=== Exercise directions ===
Copy out each of the rows below word for word, without changing anything.

=== Data supplied ===

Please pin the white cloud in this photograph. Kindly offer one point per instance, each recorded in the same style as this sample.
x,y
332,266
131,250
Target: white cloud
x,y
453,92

=== Output of the task ===
Please pin the white cloud in this photograph. Kindly offer one point per instance, each recorded in the same style as this sample.
x,y
332,266
131,250
Target: white cloud
x,y
453,92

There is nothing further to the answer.